» **Problem statement**: Retype everything from the line containing "Please put a marker on the lake" down to the end of the records, character for character.

(Stored records)
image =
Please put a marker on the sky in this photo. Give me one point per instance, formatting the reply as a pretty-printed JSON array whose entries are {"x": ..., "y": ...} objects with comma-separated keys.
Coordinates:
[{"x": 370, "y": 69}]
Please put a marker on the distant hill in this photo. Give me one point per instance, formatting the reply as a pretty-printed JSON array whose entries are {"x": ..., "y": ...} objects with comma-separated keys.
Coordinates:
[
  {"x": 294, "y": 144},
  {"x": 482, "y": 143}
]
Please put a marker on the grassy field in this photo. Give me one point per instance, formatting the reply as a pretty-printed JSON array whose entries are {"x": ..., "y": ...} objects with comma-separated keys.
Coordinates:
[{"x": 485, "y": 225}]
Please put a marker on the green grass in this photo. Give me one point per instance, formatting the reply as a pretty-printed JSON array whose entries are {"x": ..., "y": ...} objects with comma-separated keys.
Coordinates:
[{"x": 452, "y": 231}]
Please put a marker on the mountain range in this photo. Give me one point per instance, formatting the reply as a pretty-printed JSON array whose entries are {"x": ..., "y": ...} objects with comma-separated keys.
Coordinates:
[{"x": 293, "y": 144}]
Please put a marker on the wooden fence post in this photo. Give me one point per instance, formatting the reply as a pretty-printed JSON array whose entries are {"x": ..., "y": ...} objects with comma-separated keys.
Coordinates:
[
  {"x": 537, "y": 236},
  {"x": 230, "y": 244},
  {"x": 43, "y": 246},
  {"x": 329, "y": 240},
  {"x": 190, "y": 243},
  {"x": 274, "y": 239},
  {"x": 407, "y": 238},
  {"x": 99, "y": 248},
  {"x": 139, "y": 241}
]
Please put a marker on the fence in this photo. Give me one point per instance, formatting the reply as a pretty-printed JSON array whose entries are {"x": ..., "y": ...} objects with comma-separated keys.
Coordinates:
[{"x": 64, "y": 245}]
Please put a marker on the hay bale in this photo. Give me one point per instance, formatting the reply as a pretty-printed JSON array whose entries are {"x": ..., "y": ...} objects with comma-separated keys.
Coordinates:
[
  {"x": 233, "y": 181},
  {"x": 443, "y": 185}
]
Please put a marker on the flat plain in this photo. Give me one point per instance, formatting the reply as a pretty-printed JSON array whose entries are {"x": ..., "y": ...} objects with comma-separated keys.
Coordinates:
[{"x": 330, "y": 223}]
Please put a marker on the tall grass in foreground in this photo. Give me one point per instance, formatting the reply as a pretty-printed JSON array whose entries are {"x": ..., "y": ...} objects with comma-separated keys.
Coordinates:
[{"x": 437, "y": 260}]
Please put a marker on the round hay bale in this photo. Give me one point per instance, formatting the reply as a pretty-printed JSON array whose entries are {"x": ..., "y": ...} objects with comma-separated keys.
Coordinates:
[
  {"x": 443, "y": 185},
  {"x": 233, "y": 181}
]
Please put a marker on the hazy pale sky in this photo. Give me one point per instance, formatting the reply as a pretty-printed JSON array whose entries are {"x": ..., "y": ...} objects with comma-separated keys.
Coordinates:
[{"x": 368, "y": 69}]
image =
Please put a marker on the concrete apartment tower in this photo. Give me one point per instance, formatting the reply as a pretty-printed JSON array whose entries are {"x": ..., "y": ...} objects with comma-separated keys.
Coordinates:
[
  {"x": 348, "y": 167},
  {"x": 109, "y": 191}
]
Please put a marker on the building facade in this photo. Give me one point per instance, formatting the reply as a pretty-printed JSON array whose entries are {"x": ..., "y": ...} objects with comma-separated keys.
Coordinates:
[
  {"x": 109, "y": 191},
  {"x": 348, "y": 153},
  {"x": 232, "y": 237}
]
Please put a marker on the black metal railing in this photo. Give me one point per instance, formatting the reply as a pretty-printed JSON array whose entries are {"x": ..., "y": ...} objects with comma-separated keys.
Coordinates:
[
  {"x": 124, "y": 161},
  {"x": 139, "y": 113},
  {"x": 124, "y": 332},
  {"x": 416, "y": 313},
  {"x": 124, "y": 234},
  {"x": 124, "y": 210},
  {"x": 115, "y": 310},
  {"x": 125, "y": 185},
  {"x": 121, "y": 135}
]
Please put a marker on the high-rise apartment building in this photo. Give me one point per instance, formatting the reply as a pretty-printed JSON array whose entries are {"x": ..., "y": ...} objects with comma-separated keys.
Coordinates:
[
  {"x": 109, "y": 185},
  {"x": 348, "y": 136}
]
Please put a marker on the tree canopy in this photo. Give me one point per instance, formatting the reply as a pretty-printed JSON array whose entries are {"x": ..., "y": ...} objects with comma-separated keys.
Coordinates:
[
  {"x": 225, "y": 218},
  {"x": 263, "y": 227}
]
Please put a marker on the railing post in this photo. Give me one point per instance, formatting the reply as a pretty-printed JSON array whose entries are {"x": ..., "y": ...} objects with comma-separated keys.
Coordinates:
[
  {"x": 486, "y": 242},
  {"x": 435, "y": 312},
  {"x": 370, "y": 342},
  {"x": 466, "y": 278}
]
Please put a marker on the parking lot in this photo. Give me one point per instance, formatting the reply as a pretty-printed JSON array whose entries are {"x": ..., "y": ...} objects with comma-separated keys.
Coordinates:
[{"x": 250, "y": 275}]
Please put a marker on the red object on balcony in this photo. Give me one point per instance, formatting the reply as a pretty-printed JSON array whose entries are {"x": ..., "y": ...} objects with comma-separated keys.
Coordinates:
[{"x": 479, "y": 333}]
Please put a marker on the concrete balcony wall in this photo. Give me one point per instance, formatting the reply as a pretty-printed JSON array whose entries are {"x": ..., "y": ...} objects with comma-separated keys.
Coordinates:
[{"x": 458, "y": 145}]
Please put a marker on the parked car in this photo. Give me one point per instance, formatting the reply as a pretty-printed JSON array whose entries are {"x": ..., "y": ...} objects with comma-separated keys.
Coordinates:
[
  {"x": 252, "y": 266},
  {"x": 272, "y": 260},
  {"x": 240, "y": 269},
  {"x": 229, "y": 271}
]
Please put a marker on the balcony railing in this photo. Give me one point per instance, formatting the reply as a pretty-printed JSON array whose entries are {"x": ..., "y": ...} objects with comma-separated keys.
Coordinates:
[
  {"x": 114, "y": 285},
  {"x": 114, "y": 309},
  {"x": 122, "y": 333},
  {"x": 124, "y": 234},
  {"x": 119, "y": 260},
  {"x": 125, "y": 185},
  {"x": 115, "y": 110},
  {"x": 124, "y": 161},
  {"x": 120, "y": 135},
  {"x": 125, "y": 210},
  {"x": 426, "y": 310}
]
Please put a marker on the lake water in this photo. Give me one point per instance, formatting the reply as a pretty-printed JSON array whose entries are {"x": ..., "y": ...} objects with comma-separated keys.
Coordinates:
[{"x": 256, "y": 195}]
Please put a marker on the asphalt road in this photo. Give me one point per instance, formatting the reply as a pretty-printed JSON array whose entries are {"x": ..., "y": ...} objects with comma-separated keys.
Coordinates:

» **Problem solution**:
Please put a marker on the lake water in this photo. Give me one point per instance, formatting the reply as a pretty-printed JSON array whose entries are {"x": ..., "y": ...} objects with comma-separated keys.
Coordinates:
[{"x": 256, "y": 195}]
Please put a marker on the asphalt road in this photo. Give me one point per instance, formatting the reply as a pretty-printed JSON array whose entries are {"x": ..., "y": ...} objects with comma-separated keys.
Coordinates:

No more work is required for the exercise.